_Tarefas a concluir_.
- A) Transcreva do texto sobre a colcha de A$AP Rocky no Met Gala o trecho que vai de "Por que a colcha" até "volumosa e multicolorida.", incluindo essas palavras.
- B) Prossiga com o texto sobre a colcha de A$AP Rocky no Met Gala a partir do ponto em que ele termina.

_Trecho do documento_.
++++++
Por que a colcha da sua avó se tornou item básico da moda de luxo atual
Com peça volumosa e multicolorida, A$AP Rocky desbancou até Rihanna no Met Gala; outros designers pegaram carona na tendência e estão criando roupas únicas com reutilização de colchas
Quando o rapper A$AP Rocky chegou ao Met Gala em setembro passado, ele conquistou o que poucos conseguiram: enfrentar Rihanna no tapete vermelho.
Sua parceira ícone de estilo estava, como sempre, entre as mais bem vestidas da noite. Mas o rapper chamou a atenção com sua própria declaração de moda: uma colcha volumosa e multicolorida.
++++++
_Material de origem_.

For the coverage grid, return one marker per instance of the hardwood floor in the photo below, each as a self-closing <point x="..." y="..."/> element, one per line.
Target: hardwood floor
++++++
_Resultados finais_.
- A)
Por que a colcha da sua avó se tornou item básico da moda de luxo atual
Com peça volumosa e multicolorida, A$AP Rocky desbancou até Rihanna no Met Gala; outros designers pegaram carona na tendência e estão criando roupas únicas com reutilização de colchas
Quando o rapper A$AP Rocky chegou ao Met Gala em setembro passado, ele conquistou o que poucos conseguiram: enfrentar Rihanna no tapete vermelho.
Sua parceira ícone de estilo estava, como sempre, entre as mais bem vestidas da noite. Mas o rapper chamou a atenção com sua própria declaração de moda: uma colcha volumosa e multicolorida.

- B)
A peça foi feita sob medida pelo designer Eli Russell Linnetz e pelo “quilter” (do inglês “quilt”, para colcha) Zak Foster, e foi baseada em um cobertor encontrado em um brechó da Califórnia. Uma mulher mais tarde identificou a colcha original como uma que sua bisavó havia costurado à mão, postando uma imagem da colcha no Instagram.
A aparição da peça na maior noite da moda foi apenas o exemplo mais recente do renascimento moderno do artesanato, que está transformando colchas de herança de família em produtos de luxo. Elas apareceram nas principais passarelas e em coleções de inverno carregadas de nostalgia, à medida que as marcas se voltam cada vez mais para tecidos reaproveitados como evidência de suas credenciais ambientais.
Para os entusiastas das peças ao longo da vida, como a ex-editora-chefe da revista Quiltfolk, Mary Fons, vê-las se tornarem populares é emocionante. “O fato é que colchas são legais. São atemporais”, disse ela por e-mail. “Quando você as vê nos tapetes vermelhos, isso é reforçado e, como ‘quilters’, estamos aqui para isso”.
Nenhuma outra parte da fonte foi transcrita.